과제 목표
아래 기록을 모두 수정해 "innermost point"를 "central point"로 바꾸고 나머지는 그대로 두세요.

과제 입력 자료

-.-.-

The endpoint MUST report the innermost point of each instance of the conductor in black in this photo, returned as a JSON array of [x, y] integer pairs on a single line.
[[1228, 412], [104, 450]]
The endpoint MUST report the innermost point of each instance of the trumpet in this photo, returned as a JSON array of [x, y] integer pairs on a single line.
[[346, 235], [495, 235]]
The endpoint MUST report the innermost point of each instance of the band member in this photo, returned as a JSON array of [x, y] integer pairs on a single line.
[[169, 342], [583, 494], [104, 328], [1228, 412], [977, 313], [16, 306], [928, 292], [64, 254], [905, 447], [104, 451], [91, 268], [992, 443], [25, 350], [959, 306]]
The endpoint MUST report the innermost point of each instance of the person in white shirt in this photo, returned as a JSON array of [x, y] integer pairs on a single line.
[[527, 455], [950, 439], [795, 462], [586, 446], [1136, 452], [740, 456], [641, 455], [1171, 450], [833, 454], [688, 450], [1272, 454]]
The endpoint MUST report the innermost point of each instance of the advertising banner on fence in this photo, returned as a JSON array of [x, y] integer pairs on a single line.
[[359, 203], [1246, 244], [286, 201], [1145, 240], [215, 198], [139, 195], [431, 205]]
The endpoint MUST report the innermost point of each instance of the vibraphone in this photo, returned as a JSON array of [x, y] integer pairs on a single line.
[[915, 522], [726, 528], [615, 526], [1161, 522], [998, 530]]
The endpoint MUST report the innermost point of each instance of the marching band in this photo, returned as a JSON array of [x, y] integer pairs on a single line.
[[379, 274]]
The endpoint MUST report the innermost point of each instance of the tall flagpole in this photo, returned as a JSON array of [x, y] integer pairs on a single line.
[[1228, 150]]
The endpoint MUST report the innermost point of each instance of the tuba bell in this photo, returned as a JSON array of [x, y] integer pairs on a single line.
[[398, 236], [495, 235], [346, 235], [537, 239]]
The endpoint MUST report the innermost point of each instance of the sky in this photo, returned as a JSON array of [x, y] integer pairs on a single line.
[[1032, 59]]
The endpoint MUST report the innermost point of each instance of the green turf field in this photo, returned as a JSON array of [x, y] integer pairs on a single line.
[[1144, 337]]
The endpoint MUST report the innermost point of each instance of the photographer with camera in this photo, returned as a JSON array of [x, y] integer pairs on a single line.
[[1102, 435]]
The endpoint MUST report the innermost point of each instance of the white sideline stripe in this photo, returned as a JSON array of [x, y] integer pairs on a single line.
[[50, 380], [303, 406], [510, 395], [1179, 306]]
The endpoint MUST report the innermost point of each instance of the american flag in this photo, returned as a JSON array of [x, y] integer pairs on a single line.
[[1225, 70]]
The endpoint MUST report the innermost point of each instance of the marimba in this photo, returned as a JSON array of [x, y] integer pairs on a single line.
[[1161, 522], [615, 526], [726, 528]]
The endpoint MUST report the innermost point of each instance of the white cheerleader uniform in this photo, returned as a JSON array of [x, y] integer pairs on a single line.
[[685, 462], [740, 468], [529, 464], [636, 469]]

-.-.-

과제 정답
The endpoint MUST report the central point of each instance of the conductor in black in this photo, returned as a JSON array of [x, y] integer pairs on a single line.
[[1228, 412], [104, 450]]
The endpoint MUST report the central point of each instance of the trumpet in this photo, returned as a JSON array of [x, y] integer pairs on a single line.
[[346, 235], [495, 235]]
The endpoint MUST report the central point of each instance of the band member in this photo, returned as a JSON array of [x, y] integer pairs on a single line.
[[169, 342], [583, 494], [104, 328], [1228, 412], [977, 313], [16, 306], [928, 292], [64, 254], [905, 447], [104, 451], [91, 268], [992, 443], [25, 350], [959, 306]]
The endpoint MUST report the central point of each instance of the person in white shirt in this photo, returned as a JSON array of [x, y] integer pairs on a single line.
[[527, 455], [950, 439], [795, 462], [586, 446], [1136, 452], [740, 456], [641, 455], [1171, 450], [833, 454], [688, 450], [1272, 454]]
The endpoint MUST report the central point of each instance of the advertising banner on fence in this photo, returned as a JSON array of [x, y] integer pairs on a single line.
[[359, 203], [1246, 244], [286, 201], [1145, 240], [215, 198], [139, 195], [431, 205]]
The endpoint MUST report the central point of each instance of the vibraphone in this photo, returned as a JSON array of [x, y] integer pairs on a single line.
[[915, 522], [726, 528], [615, 526], [1161, 522], [998, 530]]
The endpoint MUST report the central point of each instance of the marching band in this photo, returned as a JSON array of [x, y] integer pairs on a single line.
[[379, 274]]
The endpoint MUST report the central point of each instance of the tall flagpole in this photo, returned as a JSON array of [x, y] integer pairs on a single line.
[[1228, 150]]
The endpoint MUST report the central point of each instance of the tuba bell in this photo, returned as a JSON array of [x, y] integer pairs on a single line.
[[398, 236], [495, 235], [346, 235], [537, 239]]
The endpoint MUST report the central point of each instance of the sky in this photo, returned as a JSON array of [x, y] integer pairs on a single line.
[[1032, 59]]
The endpoint MUST report the central point of each instance of the green turf field in this photo, returned as a JSON array of [x, y] integer pairs on a single line.
[[1144, 337]]
The endpoint MUST report the central point of each instance of the photographer with camera in this photo, returned as a JSON array of [x, y] integer pairs on a single line.
[[1102, 435]]
The endpoint MUST report the central point of each instance of the white sideline stripe in this photo, returned as a JSON array of [x, y] integer pairs on a single line.
[[50, 380], [303, 406], [510, 395], [1179, 306]]
The endpoint MUST report the central point of each instance of the american flag in this photo, returned as a JSON array of [x, y] integer pairs on a single line.
[[1225, 70]]
The endpoint MUST report the central point of each instance of the marimba in this photo, returned as a JSON array of [x, y] integer pairs on a single line.
[[1161, 522], [615, 526], [726, 528]]
The endpoint MUST report the central point of each instance of the white cheerleader uniform in this photo, returned as a JSON array of [x, y] integer pairs on a single line.
[[685, 462], [740, 468], [529, 464], [636, 469]]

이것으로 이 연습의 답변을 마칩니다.